REQUIRED ACTION — Every entry should be transcribed word for word, so that nothing is missing.

Point-per-instance localization data:
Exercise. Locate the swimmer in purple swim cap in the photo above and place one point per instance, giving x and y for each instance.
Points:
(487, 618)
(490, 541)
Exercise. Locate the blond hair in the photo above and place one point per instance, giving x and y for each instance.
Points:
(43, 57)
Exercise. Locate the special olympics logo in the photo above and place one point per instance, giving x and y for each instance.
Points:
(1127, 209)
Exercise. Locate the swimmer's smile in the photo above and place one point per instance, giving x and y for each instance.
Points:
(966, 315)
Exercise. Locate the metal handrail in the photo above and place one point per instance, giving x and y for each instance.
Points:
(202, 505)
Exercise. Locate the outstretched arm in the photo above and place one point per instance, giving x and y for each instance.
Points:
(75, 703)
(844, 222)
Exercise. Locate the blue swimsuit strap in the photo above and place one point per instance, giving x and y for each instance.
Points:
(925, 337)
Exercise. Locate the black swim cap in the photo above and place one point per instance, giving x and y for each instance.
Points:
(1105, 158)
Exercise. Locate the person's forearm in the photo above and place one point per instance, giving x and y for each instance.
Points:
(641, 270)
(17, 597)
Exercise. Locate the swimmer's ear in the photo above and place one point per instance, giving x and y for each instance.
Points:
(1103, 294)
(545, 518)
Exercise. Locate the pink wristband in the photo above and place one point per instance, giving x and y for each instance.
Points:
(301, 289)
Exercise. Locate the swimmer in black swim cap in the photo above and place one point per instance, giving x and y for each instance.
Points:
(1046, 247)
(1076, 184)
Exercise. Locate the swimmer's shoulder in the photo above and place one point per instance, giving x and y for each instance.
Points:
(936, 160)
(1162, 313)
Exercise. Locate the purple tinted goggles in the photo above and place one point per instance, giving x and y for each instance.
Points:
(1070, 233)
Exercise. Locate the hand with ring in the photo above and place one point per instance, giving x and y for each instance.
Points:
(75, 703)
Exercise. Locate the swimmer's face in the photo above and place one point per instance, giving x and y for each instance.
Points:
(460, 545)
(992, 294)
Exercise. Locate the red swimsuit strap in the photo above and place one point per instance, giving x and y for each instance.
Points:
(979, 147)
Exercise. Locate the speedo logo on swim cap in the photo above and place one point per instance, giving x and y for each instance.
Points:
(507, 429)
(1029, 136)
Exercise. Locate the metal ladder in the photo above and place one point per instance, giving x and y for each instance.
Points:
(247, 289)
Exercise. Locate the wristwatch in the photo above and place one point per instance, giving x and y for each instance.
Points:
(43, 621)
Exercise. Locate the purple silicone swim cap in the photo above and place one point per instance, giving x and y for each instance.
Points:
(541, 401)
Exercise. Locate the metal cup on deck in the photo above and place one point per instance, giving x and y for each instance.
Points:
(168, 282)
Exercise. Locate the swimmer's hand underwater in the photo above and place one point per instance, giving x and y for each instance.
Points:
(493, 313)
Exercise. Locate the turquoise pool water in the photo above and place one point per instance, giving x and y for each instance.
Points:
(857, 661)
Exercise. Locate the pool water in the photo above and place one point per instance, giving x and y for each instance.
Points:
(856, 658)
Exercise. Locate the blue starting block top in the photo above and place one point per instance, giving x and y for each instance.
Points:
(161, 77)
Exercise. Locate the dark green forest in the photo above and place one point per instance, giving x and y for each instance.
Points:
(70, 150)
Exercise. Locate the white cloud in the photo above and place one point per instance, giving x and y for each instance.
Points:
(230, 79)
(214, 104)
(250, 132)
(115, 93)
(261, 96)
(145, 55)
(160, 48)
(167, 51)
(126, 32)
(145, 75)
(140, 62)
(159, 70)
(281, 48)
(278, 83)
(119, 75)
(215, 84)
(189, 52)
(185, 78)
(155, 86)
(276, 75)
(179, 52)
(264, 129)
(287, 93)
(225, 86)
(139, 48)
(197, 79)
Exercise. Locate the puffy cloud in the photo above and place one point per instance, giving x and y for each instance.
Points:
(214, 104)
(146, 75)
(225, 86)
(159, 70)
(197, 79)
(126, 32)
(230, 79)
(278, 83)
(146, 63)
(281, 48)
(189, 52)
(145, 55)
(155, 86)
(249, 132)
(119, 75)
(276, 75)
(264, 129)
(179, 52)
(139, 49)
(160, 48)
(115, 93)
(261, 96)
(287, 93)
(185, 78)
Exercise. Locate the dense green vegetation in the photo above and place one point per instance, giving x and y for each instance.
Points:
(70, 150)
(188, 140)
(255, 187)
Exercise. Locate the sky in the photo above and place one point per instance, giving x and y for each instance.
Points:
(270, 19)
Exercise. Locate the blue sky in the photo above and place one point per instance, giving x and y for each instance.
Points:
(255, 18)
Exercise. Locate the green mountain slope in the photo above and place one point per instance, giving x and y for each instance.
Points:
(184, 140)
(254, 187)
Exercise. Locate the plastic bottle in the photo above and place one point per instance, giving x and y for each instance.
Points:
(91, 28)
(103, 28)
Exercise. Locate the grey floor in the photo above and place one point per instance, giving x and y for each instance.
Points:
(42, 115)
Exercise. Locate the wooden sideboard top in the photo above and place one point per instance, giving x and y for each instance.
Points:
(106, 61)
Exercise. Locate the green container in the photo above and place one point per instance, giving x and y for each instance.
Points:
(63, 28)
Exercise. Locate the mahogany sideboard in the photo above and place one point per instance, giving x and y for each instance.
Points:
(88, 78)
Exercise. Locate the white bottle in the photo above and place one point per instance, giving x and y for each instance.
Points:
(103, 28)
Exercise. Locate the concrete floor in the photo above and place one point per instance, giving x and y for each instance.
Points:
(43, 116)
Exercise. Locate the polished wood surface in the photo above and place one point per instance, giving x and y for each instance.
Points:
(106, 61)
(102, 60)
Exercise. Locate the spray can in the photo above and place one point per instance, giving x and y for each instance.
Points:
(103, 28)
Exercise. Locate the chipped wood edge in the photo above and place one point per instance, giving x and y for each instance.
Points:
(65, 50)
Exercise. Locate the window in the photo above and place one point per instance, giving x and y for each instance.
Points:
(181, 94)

OUTPUT FOR THIS EXERCISE —
Exercise. Locate the swimmer in purple swim cap in the photo above and place one point per instance, giving x and y for each instance.
Points:
(487, 618)
(490, 541)
Exercise. Locate the blond hair in the photo above and place one point per instance, giving x and y for each instance.
Points:
(43, 57)
Exercise. Locate the special olympics logo in the photo above and place one point per instance, giving x and y for each instance.
Points:
(1127, 209)
Exercise. Locate the swimmer's smile in the photo above and place one point per instance, giving x and y for each instance.
Points:
(966, 315)
Exercise. Locate the metal handrail in the photo above and place one point per instance, giving x and y for each instance.
Points:
(202, 505)
Exercise. Locate the outstretched arm in the photo above and place one point per instance, giving x and y for each instance.
Points:
(75, 703)
(844, 222)
Exercise. Locate the blue swimsuit strap in the photo above and place one point per instance, giving x and y for each instance.
Points:
(925, 337)
Exercise. Locate the black swim cap in the photo above and place one point per instance, giving x and y for each instance.
Points:
(1105, 158)
Exercise. Locate the person's forearm in the photo above and place one point per instance, giving x and y for each instance.
Points:
(641, 270)
(17, 597)
Exercise. Locate the swimmer's ear in the photo above and place one point per instance, giving x and y for each instance.
Points:
(1103, 294)
(545, 518)
Exercise. Locate the pink wristband in the photo above and place one point per instance, giving x and y for each instance.
Points:
(301, 289)
Exercise. Locate the swimmer in black swim cap in the photo above and place one point per instance, giving x and y for each instance.
Points:
(1046, 247)
(1076, 184)
Exercise. Locate the swimmer's shoulder in the photo above and place one point per instance, giving x and y for each instance.
Points:
(936, 160)
(1162, 313)
Exercise. Locate the purple tinted goggles in the photo above and place one point per instance, giving x and y for each instance.
Points:
(1070, 233)
Exercise. Locate the hand with ring in the photo above and place one point per instance, giving x and y for each instance.
Points:
(75, 703)
Exercise. Locate the swimmer's face in the photo above and place one point per instance, giving x and y for each instance.
Points:
(460, 545)
(992, 294)
Exercise. Locate the red swimsuit strap in the photo above and place one point per instance, giving x and y for each instance.
Points:
(979, 147)
Exercise. Locate the speedo logo on swim cap in the photo above and place one point per instance, giving x and y for each instance.
Points:
(507, 429)
(1029, 136)
Exercise. Locate the metal ladder in the photo above and place one point per instance, giving x and y for each instance.
Points:
(247, 289)
Exercise. Locate the wristwatch in the photo above and place one point per instance, giving x and y for each instance.
Points:
(43, 621)
Exercise. Locate the purple silicone swim cap in the photo above and place one point per instance, giving x and y for each instance.
Points:
(541, 401)
Exercise. Locate the metal cup on deck in the photo above and place one point per instance, giving x and y for each instance.
Points:
(168, 282)
Exercise. Locate the swimmer's hand underwater in the photo above and place one point per instance, giving x and y for each instance.
Points:
(493, 313)
Exercise. Locate the turquoise pool water in the photo above and place one point per instance, giving x and y for each instance.
Points:
(857, 661)
Exercise. Locate the pool water in the photo above and place one point per instance, giving x and y for each instance.
Points:
(856, 658)
Exercise. Locate the blue starting block top in the photo above and place one point per instance, giving x and y for each instance.
Points:
(161, 77)
Exercise. Locate the dark green forest in the photo above and place one point per instance, giving x and y for each instance.
Points:
(70, 150)
Exercise. Locate the white cloud in the photo above and place one point per instance, giving x and y for each instance.
Points:
(230, 79)
(214, 104)
(250, 132)
(115, 93)
(261, 96)
(145, 55)
(160, 48)
(167, 51)
(126, 32)
(145, 75)
(140, 62)
(159, 70)
(281, 48)
(278, 83)
(119, 75)
(215, 84)
(189, 52)
(185, 78)
(155, 86)
(276, 75)
(179, 52)
(264, 129)
(287, 93)
(225, 86)
(139, 48)
(197, 79)
Exercise. Locate the puffy cloud in the photo above and place one point per instance, giving x and y for each instance.
Points:
(214, 104)
(146, 75)
(225, 86)
(159, 70)
(197, 79)
(126, 32)
(230, 79)
(278, 83)
(146, 63)
(281, 48)
(189, 52)
(145, 55)
(155, 86)
(249, 132)
(119, 75)
(276, 75)
(264, 129)
(179, 52)
(139, 49)
(160, 48)
(115, 93)
(261, 96)
(287, 93)
(185, 78)
Exercise. Locate the dense green vegetation in the photo above and place one point per instance, giving x and y for each instance.
Points:
(70, 150)
(188, 140)
(255, 187)
Exercise. Locate the sky in the photo above and place one point per instance, giving x and y for each instance.
Points:
(270, 19)
Exercise. Locate the blue sky in the photo above and place one point per instance, giving x and y for each instance.
Points:
(255, 18)
Exercise. Locate the green mountain slope in the photo above and place one point per instance, giving x and y for each instance.
Points:
(184, 140)
(254, 187)
Exercise. Locate the plastic bottle in the photo above and place one point per instance, giving x and y for each instance.
Points:
(91, 28)
(103, 28)
Exercise. Locate the grey floor in the photo above and place one point per instance, giving x and y for each instance.
Points:
(42, 115)
Exercise. Locate the wooden sideboard top in the photo above and place one point per instance, giving x and y for each instance.
Points:
(106, 61)
Exercise. Locate the green container in the photo above and place one point per instance, giving x and y for each instance.
Points:
(63, 28)
Exercise. Locate the mahogany sideboard in the photo above and place one point per instance, giving x and y for each instance.
Points:
(88, 78)
Exercise. Locate the white bottle in the photo above and place one point per instance, giving x and y for each instance.
Points:
(103, 28)
Exercise. Locate the concrete floor in the photo above and place one point per instance, giving x and y for each instance.
Points:
(43, 116)
Exercise. Locate the polished wood surface in the photo above and place one point per instance, giving x and y for each instance.
Points:
(106, 61)
(102, 60)
Exercise. Locate the spray can in the photo above and place one point per instance, giving x and y for each instance.
Points:
(103, 28)
Exercise. Locate the chipped wood edge in the photo above and place one point per instance, giving x and y for each instance.
Points:
(65, 50)
Exercise. Locate the window in the photo above and place one point per instance, giving x and y for each instance.
Points:
(181, 94)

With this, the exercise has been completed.